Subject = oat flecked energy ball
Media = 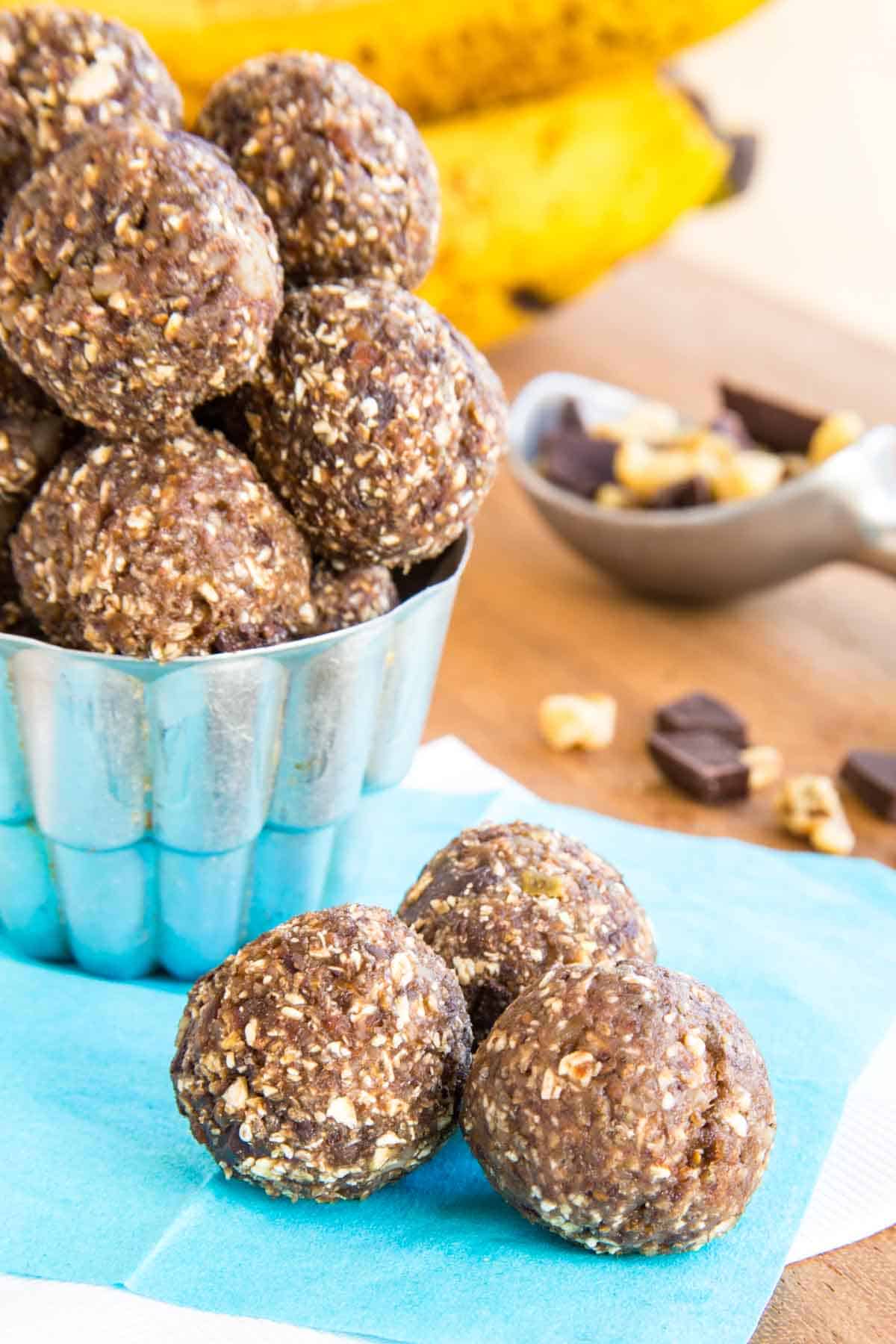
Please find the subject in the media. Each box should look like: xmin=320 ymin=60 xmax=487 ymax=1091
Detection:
xmin=311 ymin=561 xmax=399 ymax=635
xmin=0 ymin=122 xmax=282 ymax=435
xmin=462 ymin=961 xmax=775 ymax=1255
xmin=170 ymin=904 xmax=470 ymax=1203
xmin=246 ymin=279 xmax=506 ymax=568
xmin=0 ymin=5 xmax=183 ymax=218
xmin=10 ymin=429 xmax=313 ymax=660
xmin=197 ymin=51 xmax=439 ymax=289
xmin=398 ymin=821 xmax=656 ymax=1042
******************************
**Aim of the task:**
Reproduce the lines above without any changes, from the first line through the line that contains "xmin=10 ymin=429 xmax=313 ymax=660", with both of those lines included. Leave the picture out of your answer.

**Reply to the exercise:**
Subject = oat flecked energy ball
Media = 
Please find the subject in the media. Each box should look like: xmin=320 ymin=60 xmax=487 ymax=1091
Detection:
xmin=311 ymin=561 xmax=399 ymax=635
xmin=0 ymin=122 xmax=282 ymax=435
xmin=462 ymin=961 xmax=775 ymax=1255
xmin=170 ymin=904 xmax=470 ymax=1203
xmin=246 ymin=279 xmax=506 ymax=568
xmin=0 ymin=5 xmax=183 ymax=218
xmin=10 ymin=429 xmax=313 ymax=660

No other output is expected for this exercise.